**Information shown:**
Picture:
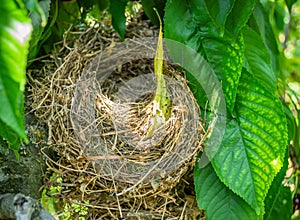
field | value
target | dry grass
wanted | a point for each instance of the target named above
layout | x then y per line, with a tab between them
99	157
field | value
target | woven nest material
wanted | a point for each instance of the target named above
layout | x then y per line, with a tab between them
112	110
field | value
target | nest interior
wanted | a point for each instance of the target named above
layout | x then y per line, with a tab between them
98	139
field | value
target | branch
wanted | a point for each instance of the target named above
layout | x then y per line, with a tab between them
20	207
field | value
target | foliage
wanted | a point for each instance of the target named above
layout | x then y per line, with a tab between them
245	43
255	140
15	34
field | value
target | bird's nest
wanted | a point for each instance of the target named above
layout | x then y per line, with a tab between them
95	99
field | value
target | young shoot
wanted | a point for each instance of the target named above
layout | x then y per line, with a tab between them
162	102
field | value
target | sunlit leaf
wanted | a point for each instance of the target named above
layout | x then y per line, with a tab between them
254	143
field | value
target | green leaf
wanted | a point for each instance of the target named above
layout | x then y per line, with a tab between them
239	16
219	11
253	147
193	27
117	10
289	4
230	55
278	203
192	20
257	59
291	122
9	134
38	28
283	204
218	200
148	6
15	29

**What is needed:** Print all of the records shown above exactly, leaving out each picture.

**Task solution:**
Picture:
field | value
target | dry grass
wanted | a point for each instance of the target named above
layout | x then y per line, with a tab between them
99	157
field | value
target | woven nest material
wanted | a point for each instance of the target named above
layout | x then y per line, with a tab between them
112	110
field | value
target | nest interior
wanted | a point for each instance of the target named above
layout | x then y per line, with a tab between them
98	139
field | value
target | branch
wanted | a point for each instance of the target named above
layout | x then y per line, with a tab between them
20	207
field | value
target | foliage
wanted | a point for each instance of the target named above
layout | x then y per line, with a tab between them
245	43
255	140
15	34
field | value
target | bird's nest
wanted | a point for each instance of the target named above
layout | x then y per line, with a tab between them
95	99
field | value
target | young shoot
wanted | a point for each instance of the target named above
layout | x then y per line, with a tab between them
162	102
field | value
target | sunlit leaf
wanted | a point for each instance of the target named above
layout | x then y per line, with a tab between them
254	143
field | value
target | green leaf
wanted | a point for each instance of the target named above
layout | x then y per line, with a tab between them
239	16
219	11
253	147
193	27
117	10
289	4
230	55
278	203
192	20
257	59
291	122
9	134
38	28
283	204
218	200
148	6
15	29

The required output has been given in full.